▶ [Task statement]: Print the line containing "Question. Identify every instance of the player in" and each line after it through the end, please, with nothing added.

[Pointing and labeling entries]
* * * * * * *
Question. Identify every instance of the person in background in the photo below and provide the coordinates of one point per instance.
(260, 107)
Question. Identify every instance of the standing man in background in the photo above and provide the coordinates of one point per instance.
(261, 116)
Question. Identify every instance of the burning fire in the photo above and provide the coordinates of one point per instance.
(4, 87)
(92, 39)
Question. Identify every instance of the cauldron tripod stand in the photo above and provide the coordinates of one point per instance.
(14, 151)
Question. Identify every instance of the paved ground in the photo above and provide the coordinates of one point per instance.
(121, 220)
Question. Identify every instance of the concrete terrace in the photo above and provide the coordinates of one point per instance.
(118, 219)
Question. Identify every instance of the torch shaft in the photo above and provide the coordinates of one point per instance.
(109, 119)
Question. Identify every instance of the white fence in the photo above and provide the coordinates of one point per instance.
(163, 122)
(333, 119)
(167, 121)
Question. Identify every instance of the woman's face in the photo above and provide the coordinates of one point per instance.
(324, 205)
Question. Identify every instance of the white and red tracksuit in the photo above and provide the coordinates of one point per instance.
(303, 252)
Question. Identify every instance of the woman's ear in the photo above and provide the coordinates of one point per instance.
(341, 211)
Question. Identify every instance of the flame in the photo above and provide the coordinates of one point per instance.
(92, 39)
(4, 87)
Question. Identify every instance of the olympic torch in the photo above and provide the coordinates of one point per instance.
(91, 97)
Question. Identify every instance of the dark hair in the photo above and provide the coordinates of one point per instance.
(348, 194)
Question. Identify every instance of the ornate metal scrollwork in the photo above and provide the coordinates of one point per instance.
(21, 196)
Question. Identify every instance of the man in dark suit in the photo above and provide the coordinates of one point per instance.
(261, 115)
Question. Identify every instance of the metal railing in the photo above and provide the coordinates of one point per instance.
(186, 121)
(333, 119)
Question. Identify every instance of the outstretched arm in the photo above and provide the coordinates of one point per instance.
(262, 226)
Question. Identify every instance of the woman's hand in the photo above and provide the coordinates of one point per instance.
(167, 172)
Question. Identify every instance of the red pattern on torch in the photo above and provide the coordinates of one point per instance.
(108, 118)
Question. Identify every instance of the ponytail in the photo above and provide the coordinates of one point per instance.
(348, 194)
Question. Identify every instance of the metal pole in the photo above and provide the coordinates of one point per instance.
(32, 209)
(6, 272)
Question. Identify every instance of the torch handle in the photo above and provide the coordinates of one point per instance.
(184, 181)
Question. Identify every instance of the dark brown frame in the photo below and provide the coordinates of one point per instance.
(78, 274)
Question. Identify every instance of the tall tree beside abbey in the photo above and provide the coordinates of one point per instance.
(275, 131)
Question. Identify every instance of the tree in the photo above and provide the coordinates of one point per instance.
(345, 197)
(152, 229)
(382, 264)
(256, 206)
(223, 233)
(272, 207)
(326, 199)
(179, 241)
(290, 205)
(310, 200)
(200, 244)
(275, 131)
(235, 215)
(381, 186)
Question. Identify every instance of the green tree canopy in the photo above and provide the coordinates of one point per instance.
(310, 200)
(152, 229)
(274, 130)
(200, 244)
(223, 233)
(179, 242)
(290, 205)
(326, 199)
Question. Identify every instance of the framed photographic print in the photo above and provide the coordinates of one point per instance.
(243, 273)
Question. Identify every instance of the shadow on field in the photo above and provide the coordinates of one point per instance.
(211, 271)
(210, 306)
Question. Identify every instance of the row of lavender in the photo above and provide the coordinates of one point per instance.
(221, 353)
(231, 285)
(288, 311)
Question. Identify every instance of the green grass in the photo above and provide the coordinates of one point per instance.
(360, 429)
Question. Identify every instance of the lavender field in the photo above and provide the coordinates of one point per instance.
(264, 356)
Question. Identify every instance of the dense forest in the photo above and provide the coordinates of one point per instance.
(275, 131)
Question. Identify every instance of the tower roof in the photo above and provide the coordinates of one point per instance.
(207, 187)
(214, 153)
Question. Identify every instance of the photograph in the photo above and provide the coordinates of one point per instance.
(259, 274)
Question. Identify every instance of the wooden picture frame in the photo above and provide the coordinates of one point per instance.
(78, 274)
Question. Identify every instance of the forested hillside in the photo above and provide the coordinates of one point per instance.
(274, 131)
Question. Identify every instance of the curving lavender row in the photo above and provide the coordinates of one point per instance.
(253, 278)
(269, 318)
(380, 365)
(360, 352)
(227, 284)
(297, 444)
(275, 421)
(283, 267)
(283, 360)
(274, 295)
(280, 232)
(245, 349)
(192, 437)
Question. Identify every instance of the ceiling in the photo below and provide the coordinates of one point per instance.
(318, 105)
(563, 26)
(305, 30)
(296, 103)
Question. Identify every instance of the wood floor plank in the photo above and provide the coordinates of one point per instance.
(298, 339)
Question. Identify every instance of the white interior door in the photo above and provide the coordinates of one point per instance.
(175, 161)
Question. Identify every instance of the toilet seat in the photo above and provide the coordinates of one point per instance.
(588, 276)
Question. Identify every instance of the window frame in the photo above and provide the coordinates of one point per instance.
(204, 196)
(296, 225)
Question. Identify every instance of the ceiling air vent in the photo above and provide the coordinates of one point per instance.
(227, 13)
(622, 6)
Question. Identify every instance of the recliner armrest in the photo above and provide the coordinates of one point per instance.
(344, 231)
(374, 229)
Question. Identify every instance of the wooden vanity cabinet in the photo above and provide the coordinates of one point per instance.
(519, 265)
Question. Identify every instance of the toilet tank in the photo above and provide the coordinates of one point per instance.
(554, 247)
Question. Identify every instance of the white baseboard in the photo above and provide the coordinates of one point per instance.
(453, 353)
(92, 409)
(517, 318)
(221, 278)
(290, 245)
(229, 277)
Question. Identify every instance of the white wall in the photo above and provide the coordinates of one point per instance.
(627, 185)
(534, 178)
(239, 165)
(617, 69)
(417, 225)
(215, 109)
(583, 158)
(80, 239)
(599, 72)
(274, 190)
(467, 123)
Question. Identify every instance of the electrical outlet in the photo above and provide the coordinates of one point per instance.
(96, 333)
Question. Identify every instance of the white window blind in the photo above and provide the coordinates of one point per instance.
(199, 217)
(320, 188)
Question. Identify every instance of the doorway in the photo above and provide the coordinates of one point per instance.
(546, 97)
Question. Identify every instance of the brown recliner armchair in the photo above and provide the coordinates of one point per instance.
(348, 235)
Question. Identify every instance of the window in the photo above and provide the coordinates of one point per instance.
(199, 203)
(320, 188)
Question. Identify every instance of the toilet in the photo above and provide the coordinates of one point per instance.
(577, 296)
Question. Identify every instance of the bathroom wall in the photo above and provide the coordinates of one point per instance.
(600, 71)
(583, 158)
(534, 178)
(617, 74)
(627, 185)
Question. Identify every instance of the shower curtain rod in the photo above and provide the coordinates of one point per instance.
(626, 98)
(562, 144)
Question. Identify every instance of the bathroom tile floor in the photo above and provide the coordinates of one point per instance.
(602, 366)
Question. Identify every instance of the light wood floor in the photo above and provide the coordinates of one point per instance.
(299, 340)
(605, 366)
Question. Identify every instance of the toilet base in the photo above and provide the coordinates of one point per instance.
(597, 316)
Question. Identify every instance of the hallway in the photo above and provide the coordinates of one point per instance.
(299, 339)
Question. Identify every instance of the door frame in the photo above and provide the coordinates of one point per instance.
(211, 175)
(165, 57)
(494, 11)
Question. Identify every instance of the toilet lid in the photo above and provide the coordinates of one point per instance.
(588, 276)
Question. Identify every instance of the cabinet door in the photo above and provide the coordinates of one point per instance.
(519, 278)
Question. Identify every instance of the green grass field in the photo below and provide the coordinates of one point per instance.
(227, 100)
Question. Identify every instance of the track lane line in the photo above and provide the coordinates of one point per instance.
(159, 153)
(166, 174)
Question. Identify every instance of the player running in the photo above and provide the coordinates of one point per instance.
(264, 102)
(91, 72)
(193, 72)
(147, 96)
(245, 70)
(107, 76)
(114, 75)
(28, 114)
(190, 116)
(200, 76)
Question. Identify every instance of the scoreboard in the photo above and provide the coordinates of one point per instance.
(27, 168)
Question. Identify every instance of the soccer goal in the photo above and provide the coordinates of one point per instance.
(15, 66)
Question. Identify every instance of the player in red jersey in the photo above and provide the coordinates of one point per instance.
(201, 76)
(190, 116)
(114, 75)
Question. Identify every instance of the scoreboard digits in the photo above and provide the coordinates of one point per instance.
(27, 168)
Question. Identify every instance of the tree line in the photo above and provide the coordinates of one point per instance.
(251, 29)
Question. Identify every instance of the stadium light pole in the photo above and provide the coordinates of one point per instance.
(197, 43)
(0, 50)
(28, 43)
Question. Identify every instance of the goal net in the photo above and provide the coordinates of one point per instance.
* * * * * * *
▶ [Expected output]:
Question. Identify every instance of the player in red jersey in the photo above and provide the coordinates of one point per instance.
(201, 76)
(190, 116)
(114, 75)
Question. Identify every instance of the scoreboard digits in the photo above and provide the coordinates of one point per instance.
(27, 168)
Question. Identify every instance of the tree line in the photo above and provide the coordinates of one point per instance.
(251, 29)
Question. Identify every instance of the stadium light pole in the photo above and provide the coordinates of one point per instance.
(197, 43)
(0, 50)
(28, 43)
Question. Identify every instance of the goal net in the photo above and provide the coordinates of one point per instance.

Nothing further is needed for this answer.